== Texte à lire ==

De nombreux accidents et blessures sont le résultat d'erreurs involontaires. Mais qu’en est-il des cas où nous prenons un risque en négligeant consciemment une règle ? Voici pourquoi nous prenons sans cesse de mauvaises décisions – et comment les éviter.
Jusqu’à présent, nous nous sommes surtout préoccupés des quatre états – fatigue, frustration, précipitation et excès de confiance – et des réactions en chaîne désastreuses qui conduisent d’abord aux erreurs involontaires, puis aux accidents et aux blessures. Ce processus se produit généralement sans même que nous le remarquions. Mais que faire lorsque nous nous rendons compte que ce que nous faisons est fondamentalement une erreur et que nous prenons un risque de sécurité inutile ? Est-il possible que nous décidions parfois consciemment d’entrer en ligne de tir ou de ne pas respecter les règles de sécurité ? Comment prenons-nous ces décisions critiques – et comment les éviter – voici le sujet du neuvième article de notre série Paradigm Shift.
Le dernier article de la série Paradigm Shift portait sur le « timing de l’excès de confiance » et sur le fait que, du point de vue de la sécurité, ce n’est pas tant l’activité que nous faisons qui compte que le moment où nous la faisons. En comptant les blessures subies lors de certains types d’activités – y compris les simples égratignures ou les bosses – vous constaterez que vous vous êtes déjà blessé pendant que vous pratiquez des activités habituelles, que ce soit de la marche, de la course, du ménage, en transportant des objets (dont certains vous sont tombés sur les pieds, souvenez-vous !), en conduisant, en faisant la cuisine ou encore de la couture…
Les blessures graves, en particulier, surviennent généralement lorsque nous ne sommes pas concentrés et attentifs à la tâche. Par conséquent, nos réflexes ne peuvent pas nous protéger et nous nous trouvons, ne serait-ce qu’un instant, sans défense et vulnérable. Nous ne pouvons pas freiner, braquer le volant, retrouver l’équilibre ou baisser rapidement la tête – juste parce que nous n’avions pas les yeux ouverts au moment crucial. C’est de cela que nous parlons lorsque nous disons que la sécurité ne dépend pas tant de l’activité, mais du timing (voir l’Illustration 1).
En fait, la plupart de nos « moments sans défense » surviennent au deuxième stade de l’excès de confiance, c’est-à-dire lorsque nous ne sommes plus conscients des risques potentiels pour la sécurité et que nous ne retrouvons nos esprits que grâce à un stimulus externe, par exemple lorsqu’une charge en suspension nous passe juste à côté de la tête. Une fois en sécurité, nous nous rappelons après coup qu’il est nécessaire de rester concentrés et attentifs à la tâche et faire attention à là où nous allons lorsque nous nous déplaçons dans l’entrepôt. Cette tendance révèle pourquoi les employés plus âgés et expérimentés sont plus souvent victimes de blessures graves ou fatales. En effet, tant que l’excès de confiance n’est pas un problème, les travailleurs inexpérimentés sont moins susceptibles d’être blessés que les travailleurs expérimentés.

===

Étapes de l'exercice -
1/ Recopiez fidèlement le passage du texte à lire qui s'ouvre sur les mots « Jusqu’à présent, nous » et se termine par « série Paradigm Shift. ».
2/ Pour chacune des affirmations suivantes, dites si elle concorde avec le texte à lire en répondant par oui ou par non, et citez mot pour mot le passage qui tranche. (a) Le neuvième article de la série Paradigm Shift traite des décisions conscientes de prendre un risque de sécurité. (b) Les travailleurs inexpérimentés sont plus souvent victimes de blessures graves que les employés expérimentés. (c) La plupart des « moments sans défense » surviennent au premier stade de l'excès de confiance.

== Entrées affichées ==

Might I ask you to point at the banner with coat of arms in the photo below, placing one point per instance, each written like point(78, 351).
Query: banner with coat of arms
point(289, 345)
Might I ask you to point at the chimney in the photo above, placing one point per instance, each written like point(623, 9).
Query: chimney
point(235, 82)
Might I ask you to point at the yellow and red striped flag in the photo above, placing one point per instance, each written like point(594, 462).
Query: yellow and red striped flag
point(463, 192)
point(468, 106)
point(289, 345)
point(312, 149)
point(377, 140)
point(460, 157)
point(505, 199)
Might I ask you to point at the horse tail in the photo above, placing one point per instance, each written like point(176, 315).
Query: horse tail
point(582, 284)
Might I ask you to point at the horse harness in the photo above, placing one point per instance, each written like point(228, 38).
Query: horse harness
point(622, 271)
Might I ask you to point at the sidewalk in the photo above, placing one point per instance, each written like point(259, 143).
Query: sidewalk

===

Réponses dans l'ordre -
1/
Jusqu’à présent, nous nous sommes surtout préoccupés des quatre états – fatigue, frustration, précipitation et excès de confiance – et des réactions en chaîne désastreuses qui conduisent d’abord aux erreurs involontaires, puis aux accidents et aux blessures. Ce processus se produit généralement sans même que nous le remarquions. Mais que faire lorsque nous nous rendons compte que ce que nous faisons est fondamentalement une erreur et que nous prenons un risque de sécurité inutile ? Est-il possible que nous décidions parfois consciemment d’entrer en ligne de tir ou de ne pas respecter les règles de sécurité ? Comment prenons-nous ces décisions critiques – et comment les éviter – voici le sujet du neuvième article de notre série Paradigm Shift.

2/
(a) Oui : « Comment prenons-nous ces décisions critiques – et comment les éviter – voici le sujet du neuvième article de notre série Paradigm Shift. »
(b) Non : « Cette tendance révèle pourquoi les employés plus âgés et expérimentés sont plus souvent victimes de blessures graves ou fatales. »
(c) Non : « En fait, la plupart de nos « moments sans défense » surviennent au deuxième stade de l’excès de confiance »